[begin Records for the exercise]

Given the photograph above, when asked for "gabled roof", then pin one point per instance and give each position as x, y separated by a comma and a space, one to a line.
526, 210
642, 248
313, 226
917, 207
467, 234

[end Records for the exercise]

Problem to solve:
Rewrite the entries with "pin" replaced by "mark", leaving everything else unchanged.

Answer to the task:
Given the photograph above, when asked for "gabled roof", then mark one point per instance and give each position as x, y separated by a comma and a space, one to a line.
526, 210
642, 248
313, 226
917, 207
467, 234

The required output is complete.